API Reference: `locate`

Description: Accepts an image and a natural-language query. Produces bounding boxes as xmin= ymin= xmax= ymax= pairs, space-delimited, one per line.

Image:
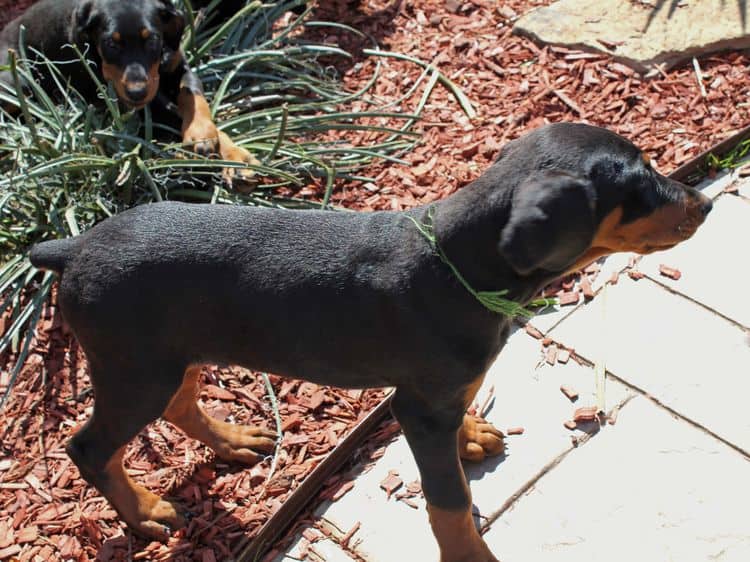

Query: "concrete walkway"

xmin=274 ymin=167 xmax=750 ymax=562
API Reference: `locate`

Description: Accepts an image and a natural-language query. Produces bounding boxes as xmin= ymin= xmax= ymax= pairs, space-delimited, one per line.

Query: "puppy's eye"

xmin=145 ymin=33 xmax=161 ymax=53
xmin=102 ymin=34 xmax=120 ymax=51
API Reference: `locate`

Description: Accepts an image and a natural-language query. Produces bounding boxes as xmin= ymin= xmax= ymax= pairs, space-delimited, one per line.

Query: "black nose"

xmin=125 ymin=85 xmax=148 ymax=102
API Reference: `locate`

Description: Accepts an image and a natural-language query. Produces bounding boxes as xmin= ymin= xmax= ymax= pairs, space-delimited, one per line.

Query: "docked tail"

xmin=29 ymin=238 xmax=78 ymax=273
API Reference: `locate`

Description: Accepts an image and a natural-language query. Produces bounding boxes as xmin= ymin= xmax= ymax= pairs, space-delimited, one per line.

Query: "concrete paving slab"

xmin=485 ymin=397 xmax=750 ymax=562
xmin=275 ymin=329 xmax=630 ymax=562
xmin=530 ymin=253 xmax=635 ymax=334
xmin=513 ymin=0 xmax=750 ymax=71
xmin=551 ymin=277 xmax=750 ymax=451
xmin=640 ymin=194 xmax=750 ymax=328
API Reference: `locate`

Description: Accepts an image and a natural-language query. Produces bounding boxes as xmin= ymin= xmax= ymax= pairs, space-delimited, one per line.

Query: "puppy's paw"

xmin=458 ymin=414 xmax=505 ymax=462
xmin=122 ymin=494 xmax=187 ymax=542
xmin=182 ymin=119 xmax=220 ymax=158
xmin=219 ymin=131 xmax=260 ymax=192
xmin=210 ymin=421 xmax=277 ymax=465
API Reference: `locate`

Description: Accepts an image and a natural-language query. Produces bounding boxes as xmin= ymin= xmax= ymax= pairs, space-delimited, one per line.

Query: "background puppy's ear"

xmin=68 ymin=0 xmax=101 ymax=46
xmin=159 ymin=0 xmax=185 ymax=51
xmin=499 ymin=171 xmax=596 ymax=275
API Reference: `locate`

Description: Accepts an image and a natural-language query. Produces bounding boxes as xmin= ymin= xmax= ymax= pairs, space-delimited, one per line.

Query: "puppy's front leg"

xmin=163 ymin=366 xmax=276 ymax=464
xmin=391 ymin=388 xmax=498 ymax=562
xmin=177 ymin=74 xmax=219 ymax=156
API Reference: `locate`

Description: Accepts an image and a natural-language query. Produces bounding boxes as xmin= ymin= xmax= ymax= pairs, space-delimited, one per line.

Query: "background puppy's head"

xmin=70 ymin=0 xmax=185 ymax=108
xmin=497 ymin=123 xmax=711 ymax=275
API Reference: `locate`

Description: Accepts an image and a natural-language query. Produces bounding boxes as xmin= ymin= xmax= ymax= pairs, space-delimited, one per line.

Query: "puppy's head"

xmin=497 ymin=123 xmax=711 ymax=275
xmin=70 ymin=0 xmax=185 ymax=108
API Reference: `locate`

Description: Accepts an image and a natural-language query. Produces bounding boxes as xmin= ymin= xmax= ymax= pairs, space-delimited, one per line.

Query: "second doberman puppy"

xmin=31 ymin=124 xmax=711 ymax=562
xmin=0 ymin=0 xmax=255 ymax=175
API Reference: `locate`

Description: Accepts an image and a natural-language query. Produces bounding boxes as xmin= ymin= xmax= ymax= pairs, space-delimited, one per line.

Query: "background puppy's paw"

xmin=458 ymin=414 xmax=505 ymax=462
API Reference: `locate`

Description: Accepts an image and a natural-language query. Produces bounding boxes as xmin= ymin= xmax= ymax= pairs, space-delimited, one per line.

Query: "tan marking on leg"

xmin=163 ymin=366 xmax=276 ymax=464
xmin=458 ymin=373 xmax=505 ymax=462
xmin=100 ymin=446 xmax=185 ymax=540
xmin=219 ymin=131 xmax=260 ymax=191
xmin=427 ymin=503 xmax=498 ymax=562
xmin=177 ymin=88 xmax=219 ymax=156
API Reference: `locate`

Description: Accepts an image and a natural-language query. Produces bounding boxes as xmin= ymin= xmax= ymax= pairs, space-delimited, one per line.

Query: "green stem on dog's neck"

xmin=406 ymin=209 xmax=553 ymax=318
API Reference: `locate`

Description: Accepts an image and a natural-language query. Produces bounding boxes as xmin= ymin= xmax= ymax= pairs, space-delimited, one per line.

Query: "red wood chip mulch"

xmin=0 ymin=0 xmax=750 ymax=562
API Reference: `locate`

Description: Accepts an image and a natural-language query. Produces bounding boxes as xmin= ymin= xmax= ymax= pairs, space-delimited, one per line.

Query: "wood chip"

xmin=560 ymin=385 xmax=578 ymax=402
xmin=524 ymin=322 xmax=544 ymax=340
xmin=578 ymin=275 xmax=595 ymax=300
xmin=339 ymin=521 xmax=362 ymax=548
xmin=573 ymin=406 xmax=599 ymax=422
xmin=557 ymin=347 xmax=570 ymax=363
xmin=558 ymin=291 xmax=580 ymax=306
xmin=544 ymin=345 xmax=557 ymax=365
xmin=659 ymin=263 xmax=682 ymax=281
xmin=380 ymin=470 xmax=404 ymax=499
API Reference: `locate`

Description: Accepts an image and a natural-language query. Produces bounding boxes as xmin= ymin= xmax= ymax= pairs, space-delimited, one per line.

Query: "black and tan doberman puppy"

xmin=31 ymin=124 xmax=711 ymax=562
xmin=0 ymin=0 xmax=254 ymax=175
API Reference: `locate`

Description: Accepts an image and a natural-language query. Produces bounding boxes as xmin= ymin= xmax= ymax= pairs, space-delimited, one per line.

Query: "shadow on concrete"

xmin=642 ymin=0 xmax=747 ymax=33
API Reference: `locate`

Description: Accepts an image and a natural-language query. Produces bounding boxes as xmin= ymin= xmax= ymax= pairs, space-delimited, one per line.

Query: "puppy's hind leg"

xmin=66 ymin=363 xmax=185 ymax=540
xmin=391 ymin=388 xmax=497 ymax=562
xmin=163 ymin=366 xmax=276 ymax=464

---

What you are asked to do:
Please transcribe the entire listing above line for line, omitting any pictures from your copy.

Correct answer:
API Reference: `locate`

Description: Accepts an image and a natural-language query. Produces bounding boxes as xmin= ymin= xmax= ymax= pairs, space-delimited, one per line.

Image:

Query: "concrete walkway"

xmin=274 ymin=167 xmax=750 ymax=562
API Reference: `locate`

Description: Accepts an image and a natural-language query. Produces bounding boxes as xmin= ymin= xmax= ymax= pairs, space-delimited, one per line.

Query: "puppy's eye"

xmin=145 ymin=33 xmax=161 ymax=53
xmin=102 ymin=34 xmax=120 ymax=51
API Reference: `locate`

Description: Accepts an image and a natural-language query. Produces bounding boxes as xmin= ymin= xmax= ymax= pairs, space-delimited, one per line.

Query: "black nose"

xmin=125 ymin=85 xmax=148 ymax=102
API Reference: `locate`

Description: Accepts an image and a natural-language query. Produces bounding boxes as xmin= ymin= xmax= ymax= pairs, space-delimited, one per line.

Query: "docked tail"

xmin=29 ymin=238 xmax=78 ymax=273
API Reference: `locate`

Description: Accepts an image and a natural-language query. Produces bounding boxes as xmin= ymin= xmax= ymax= pairs, space-delimited, one per line.

Query: "concrete paving slab"

xmin=485 ymin=397 xmax=750 ymax=562
xmin=275 ymin=329 xmax=630 ymax=562
xmin=530 ymin=253 xmax=635 ymax=334
xmin=513 ymin=0 xmax=750 ymax=71
xmin=551 ymin=277 xmax=750 ymax=451
xmin=640 ymin=194 xmax=750 ymax=328
API Reference: `locate`

Description: Accepts an image and a natural-language query. Produces bounding boxes as xmin= ymin= xmax= ymax= pairs, space-delimited, one per line.

Query: "puppy's paw"

xmin=458 ymin=414 xmax=505 ymax=462
xmin=122 ymin=494 xmax=187 ymax=542
xmin=182 ymin=119 xmax=220 ymax=158
xmin=219 ymin=131 xmax=260 ymax=192
xmin=210 ymin=421 xmax=277 ymax=465
API Reference: `locate`

Description: Accepts an image and a natural-language query. Produces bounding boxes as xmin= ymin= xmax= ymax= pairs, space-delimited, one per line.

Query: "background puppy's ear"

xmin=68 ymin=0 xmax=101 ymax=46
xmin=159 ymin=0 xmax=185 ymax=51
xmin=499 ymin=171 xmax=596 ymax=275
API Reference: `locate`

Description: Accepts an image and a natural-language query. Produces bounding boxes as xmin= ymin= xmax= ymax= pairs, space-delimited, one per line.

Query: "puppy's front leg"

xmin=163 ymin=366 xmax=276 ymax=464
xmin=391 ymin=388 xmax=498 ymax=562
xmin=177 ymin=74 xmax=219 ymax=156
API Reference: `locate`

Description: Accepts an image and a natural-language query. Produces bounding boxes as xmin= ymin= xmax= ymax= pairs, space-delimited, one per line.

Query: "background puppy's head"

xmin=70 ymin=0 xmax=185 ymax=108
xmin=497 ymin=123 xmax=711 ymax=275
API Reference: `locate`

Description: Accepts an image and a natural-language query. Produces bounding boxes as xmin= ymin= xmax= ymax= pairs, space-delimited, one per line.

Query: "puppy's head"

xmin=497 ymin=123 xmax=711 ymax=275
xmin=70 ymin=0 xmax=185 ymax=108
API Reference: `locate`

Description: Accepts an image and a natural-language query. Produces bounding boxes as xmin= ymin= xmax= ymax= pairs, space-delimited, one per line.

Query: "second doberman puppy"

xmin=31 ymin=124 xmax=711 ymax=562
xmin=0 ymin=0 xmax=255 ymax=175
API Reference: `locate`

Description: Accepts an image and a natural-language query. Produces bounding boxes as xmin= ymin= xmax= ymax= pairs, space-delimited, one per line.

Query: "background puppy's paw"

xmin=458 ymin=414 xmax=505 ymax=462
API Reference: `locate`

Description: Accepts an image and a natural-language query. Produces bounding boxes as xmin= ymin= xmax= ymax= pairs, space-delimited, one per line.

Query: "tan marking on leg"

xmin=163 ymin=366 xmax=276 ymax=464
xmin=458 ymin=373 xmax=505 ymax=462
xmin=100 ymin=446 xmax=185 ymax=540
xmin=219 ymin=131 xmax=260 ymax=191
xmin=427 ymin=503 xmax=498 ymax=562
xmin=177 ymin=88 xmax=219 ymax=156
API Reference: `locate`

Description: Accepts an image and a natural-language query. Produces bounding boxes as xmin= ymin= xmax= ymax= pairs, space-delimited, one per line.

Query: "green stem on dog's neck"

xmin=406 ymin=209 xmax=553 ymax=318
API Reference: `locate`

Description: Accepts an image and a natural-language query. Produces bounding boxes as xmin= ymin= xmax= ymax= pairs, space-delimited, one per line.

Query: "red wood chip mulch"

xmin=0 ymin=0 xmax=750 ymax=562
API Reference: `locate`

Description: Accepts an image and a natural-language query. Produces bounding boxes as xmin= ymin= xmax= ymax= pairs, space-delimited, one per line.

Query: "wood chip"

xmin=560 ymin=385 xmax=578 ymax=402
xmin=524 ymin=322 xmax=544 ymax=340
xmin=578 ymin=275 xmax=595 ymax=300
xmin=339 ymin=521 xmax=362 ymax=548
xmin=573 ymin=406 xmax=599 ymax=422
xmin=557 ymin=347 xmax=570 ymax=363
xmin=558 ymin=291 xmax=580 ymax=306
xmin=544 ymin=345 xmax=557 ymax=365
xmin=659 ymin=263 xmax=682 ymax=281
xmin=380 ymin=470 xmax=404 ymax=499
API Reference: `locate`

Description: Accepts an image and a natural-language query. Produces bounding boxes as xmin= ymin= xmax= ymax= pairs, space-delimited, one per line.

Query: "black and tan doberman puppy"

xmin=31 ymin=124 xmax=711 ymax=562
xmin=0 ymin=0 xmax=254 ymax=175
API Reference: `locate`

Description: Accepts an image and a natural-language query. Produces bounding boxes as xmin= ymin= xmax= ymax= pairs, space-delimited, one per line.

Query: "shadow on concrete"

xmin=642 ymin=0 xmax=747 ymax=33
API Reference: `locate`

Description: Accepts an image and a natural-language query. Produces bounding boxes as xmin= ymin= xmax= ymax= pairs, space-delimited, one per line.

Query: "puppy's hind leg"

xmin=66 ymin=363 xmax=185 ymax=540
xmin=391 ymin=388 xmax=497 ymax=562
xmin=163 ymin=366 xmax=276 ymax=464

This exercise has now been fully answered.